* _DATASET RECORDS_:

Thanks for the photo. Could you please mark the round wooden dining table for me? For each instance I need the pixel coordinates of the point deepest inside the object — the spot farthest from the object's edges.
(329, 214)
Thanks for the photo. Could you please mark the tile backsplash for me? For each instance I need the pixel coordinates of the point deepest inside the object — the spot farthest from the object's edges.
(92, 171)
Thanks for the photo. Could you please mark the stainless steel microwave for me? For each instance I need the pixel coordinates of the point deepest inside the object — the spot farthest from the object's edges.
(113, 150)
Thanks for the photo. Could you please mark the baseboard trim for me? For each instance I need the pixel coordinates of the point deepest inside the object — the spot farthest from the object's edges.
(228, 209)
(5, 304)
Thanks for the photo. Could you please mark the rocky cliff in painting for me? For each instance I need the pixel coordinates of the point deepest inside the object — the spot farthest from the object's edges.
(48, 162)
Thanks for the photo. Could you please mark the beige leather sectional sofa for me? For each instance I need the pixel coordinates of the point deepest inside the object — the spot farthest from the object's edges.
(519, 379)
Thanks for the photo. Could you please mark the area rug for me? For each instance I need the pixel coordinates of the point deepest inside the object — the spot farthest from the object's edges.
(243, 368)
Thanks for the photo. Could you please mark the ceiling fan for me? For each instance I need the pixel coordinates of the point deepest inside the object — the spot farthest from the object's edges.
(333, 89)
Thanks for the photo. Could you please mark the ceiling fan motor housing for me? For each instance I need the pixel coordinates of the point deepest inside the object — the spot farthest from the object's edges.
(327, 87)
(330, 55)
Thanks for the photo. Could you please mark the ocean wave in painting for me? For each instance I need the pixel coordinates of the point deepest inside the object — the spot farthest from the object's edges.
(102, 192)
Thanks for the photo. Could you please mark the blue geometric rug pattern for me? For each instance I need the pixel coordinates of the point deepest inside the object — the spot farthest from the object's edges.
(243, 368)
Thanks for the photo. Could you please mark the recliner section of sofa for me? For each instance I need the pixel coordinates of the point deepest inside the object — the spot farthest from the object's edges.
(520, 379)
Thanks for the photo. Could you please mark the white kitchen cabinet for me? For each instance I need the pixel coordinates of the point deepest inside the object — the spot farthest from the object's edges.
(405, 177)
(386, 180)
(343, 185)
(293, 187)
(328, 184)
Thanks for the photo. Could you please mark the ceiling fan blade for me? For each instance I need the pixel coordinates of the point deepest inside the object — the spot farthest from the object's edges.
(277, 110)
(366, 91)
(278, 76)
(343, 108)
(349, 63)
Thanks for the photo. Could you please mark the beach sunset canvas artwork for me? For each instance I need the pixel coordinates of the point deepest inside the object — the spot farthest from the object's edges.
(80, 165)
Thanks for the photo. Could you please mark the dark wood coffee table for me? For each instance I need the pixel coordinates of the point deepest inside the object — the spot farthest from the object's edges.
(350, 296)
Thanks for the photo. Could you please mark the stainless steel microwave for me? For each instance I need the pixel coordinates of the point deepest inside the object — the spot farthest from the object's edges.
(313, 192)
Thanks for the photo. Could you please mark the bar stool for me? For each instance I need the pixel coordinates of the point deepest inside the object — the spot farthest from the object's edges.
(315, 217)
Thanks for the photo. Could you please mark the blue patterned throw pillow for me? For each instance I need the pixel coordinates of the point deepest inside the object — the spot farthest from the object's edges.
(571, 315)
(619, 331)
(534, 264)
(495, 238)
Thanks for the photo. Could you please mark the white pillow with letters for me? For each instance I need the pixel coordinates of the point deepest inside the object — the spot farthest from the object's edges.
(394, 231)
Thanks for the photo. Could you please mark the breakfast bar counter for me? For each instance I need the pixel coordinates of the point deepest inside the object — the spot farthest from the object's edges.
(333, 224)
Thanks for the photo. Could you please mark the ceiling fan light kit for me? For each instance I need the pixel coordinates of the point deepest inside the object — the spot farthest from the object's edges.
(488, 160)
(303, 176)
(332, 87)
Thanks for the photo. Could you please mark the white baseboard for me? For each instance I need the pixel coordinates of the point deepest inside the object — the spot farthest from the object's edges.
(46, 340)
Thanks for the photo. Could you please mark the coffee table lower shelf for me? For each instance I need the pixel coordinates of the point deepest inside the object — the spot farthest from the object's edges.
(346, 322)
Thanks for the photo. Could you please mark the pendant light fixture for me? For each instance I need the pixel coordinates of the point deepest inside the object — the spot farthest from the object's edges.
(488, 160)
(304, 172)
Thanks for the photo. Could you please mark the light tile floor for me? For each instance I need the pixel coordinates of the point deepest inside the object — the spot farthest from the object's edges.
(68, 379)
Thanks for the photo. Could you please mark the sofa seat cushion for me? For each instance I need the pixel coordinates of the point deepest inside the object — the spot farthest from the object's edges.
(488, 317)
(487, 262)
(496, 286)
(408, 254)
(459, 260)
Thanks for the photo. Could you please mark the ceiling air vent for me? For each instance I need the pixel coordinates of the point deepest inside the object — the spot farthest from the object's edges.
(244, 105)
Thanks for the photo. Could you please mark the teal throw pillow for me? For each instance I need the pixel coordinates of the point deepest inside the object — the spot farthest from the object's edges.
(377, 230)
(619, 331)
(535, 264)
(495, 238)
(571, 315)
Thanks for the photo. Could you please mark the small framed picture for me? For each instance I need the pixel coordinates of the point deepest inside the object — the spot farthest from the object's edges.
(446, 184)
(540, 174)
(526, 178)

* _PROBLEM TO WORK ON_: All of the data shown above must be copied exactly.

* _OUTPUT FOR THIS EXERCISE_:
Thanks for the photo. Could you please mark the round wooden dining table for me? For each instance I need the pixel coordinates of the point deepest inside the object — the spot farthest from the object's edges.
(329, 214)
Thanks for the photo. Could you please mark the tile backsplash for me? For each instance I need the pixel coordinates of the point deepest inside the object — the spot farthest from the object's edges.
(92, 171)
Thanks for the photo. Could you please mark the stainless steel microwave for me? For each instance I need the pixel coordinates of the point deepest inside the object — the spot farthest from the object's edges.
(113, 150)
Thanks for the photo. Could you please mark the baseboard trim for me? For each instance I need the pixel coordinates of the point deepest inside the object — the spot farthest from the object's edges.
(228, 209)
(5, 304)
Thanks for the photo. Could you please mark the rocky cliff in painting for me? For each instance I need the pixel coordinates of the point deepest inside the object — the spot farthest from the object's edges.
(48, 162)
Thanks for the photo. Could you please mark the beige leather sectional sofa for me? For each instance I need the pixel coordinates of the point deepest inside the object — the spot farthest from the object's edges.
(519, 379)
Thanks for the photo. Could you please mark the area rug for me? For each instance I need the pixel coordinates of the point deepest inside the object — the spot farthest from the object's edges.
(243, 368)
Thanks for the photo. Could you please mark the ceiling fan for me? For each instance I need the pixel coordinates of the point deepest inside the object — the spot farthest from the object's edges.
(333, 89)
Thanks for the photo. Could you please mark the ceiling fan motor housing for me? For each instance I need the pixel coordinates of the point deepest inside the object — the spot farthest from the object's edges.
(327, 87)
(330, 55)
Thanks for the photo. Could you please mark the ocean wave in painting for me? For each instance I need the pixel coordinates of the point deepest inside the object — the spot farthest from the object's edges.
(102, 192)
Thanks for the photo. Could you please mark the blue geometric rug pattern for me? For each instance I need the pixel coordinates of the point deepest inside the object — the spot farthest from the object's edges.
(243, 368)
Thanks for the photo. Could you please mark the recliner section of sofa for me? For each instance I need the pixel coordinates of the point deepest inside the object — the spot farthest from the object's edges.
(520, 379)
Thanks for the photo. Could you please mark the white kitchen cabinet for me? For each instance I need the pixel coordinates of the point deepest inside the object — the spot farthest from the object's edges.
(405, 177)
(386, 180)
(343, 185)
(293, 187)
(328, 184)
Thanks for the photo. Could you please mark the ceiling fan blade for me? For each instance I need the pixel coordinates of the point deepest inside the object — the spot farthest from the object's edges.
(277, 110)
(366, 91)
(278, 76)
(343, 108)
(349, 63)
Thanks for the photo. Could you please mark the beach sunset canvas artwork for me? For each instance I need the pixel coordinates of the point deepest inside the object — the spot farthest from the object's edges.
(80, 165)
Thanks for the photo. Could you please mark the dark wood coffee table for me? For each instance I need the pixel coordinates of the point deepest inside the object — the spot farthest from the object's edges.
(350, 296)
Thanks for the photo. Could you please mark the stainless steel microwave for me? For each instance I need the pixel coordinates of the point deepest inside the object — the spot farthest from the object's edges.
(313, 192)
Thanks for the photo. Could you please mark the bar stool for me? For each instance I need the pixel coordinates of the point deepest inside the object — the spot farthest from the object's edges.
(315, 217)
Thanks for the photo. Could you please mark the blue patterned throw pillow for me? For each instance I need the pixel coordinates of the point deepest inside the object — the spot farthest from the object's edges.
(571, 315)
(619, 331)
(534, 264)
(495, 238)
Thanks for the photo. Could you please mark the white pillow with letters for me? For each instance I need the pixel coordinates of the point deepest inside the object — the spot farthest from the object's edges.
(394, 231)
Thanks for the photo. Could you please mark the breakfast bar counter for me? For each instance I need the pixel coordinates of the point deepest inside the object — the spot farthest from the object's edges.
(333, 224)
Thanks for the photo. Could you please mark the ceiling fan light kit for me? For each instance I need the pixel coordinates of the point deepest inside the object — the spot farthest from the object's edges.
(488, 160)
(303, 176)
(332, 87)
Thanks for the photo. Could you please mark the white baseboard for me? For each instance I need the pixel coordinates of the point deepest inside the object — the spot farthest from the object's edges.
(46, 340)
Thanks for the photo. Could you please mark the coffee table lower shelf for me? For each instance I need the pixel coordinates of the point deepest inside the object — the spot farthest from the object's edges.
(346, 322)
Thanks for the photo. Could you please mark the pendant light fixture for me? For each instance I need the pixel coordinates of the point deepest inside the object — the spot farthest from the object's edges.
(488, 160)
(304, 172)
Thanks for the photo. Could you please mark the light tile floor for me? For each instance I need the pixel coordinates of the point deepest inside the object — the spot farthest from the object's edges.
(68, 379)
Thanks for the photo. Could you please mark the sofa seat cushion for me? For each instance I need the pixel coordinates of the point deepest inside the object — the spot farthest from the object's edges.
(488, 317)
(487, 262)
(496, 286)
(408, 254)
(459, 260)
Thanks for the photo. Could you please mark the ceiling air vent for me? For each instance I need the pixel coordinates of the point deepest inside the object — the spot farthest from the object's edges.
(244, 105)
Thanks for the photo. Could you please mark the teal throw pillow for me? For each instance I need the pixel coordinates of the point deepest inside the object — the spot farthest from the object's edges.
(377, 230)
(619, 331)
(535, 264)
(495, 238)
(571, 315)
Thanks for the photo. Could you please mark the small framed picture for me? For each instance I need the pixel coordinates of the point deepest inside the object — the spot farthest from the object's edges.
(446, 184)
(540, 174)
(526, 178)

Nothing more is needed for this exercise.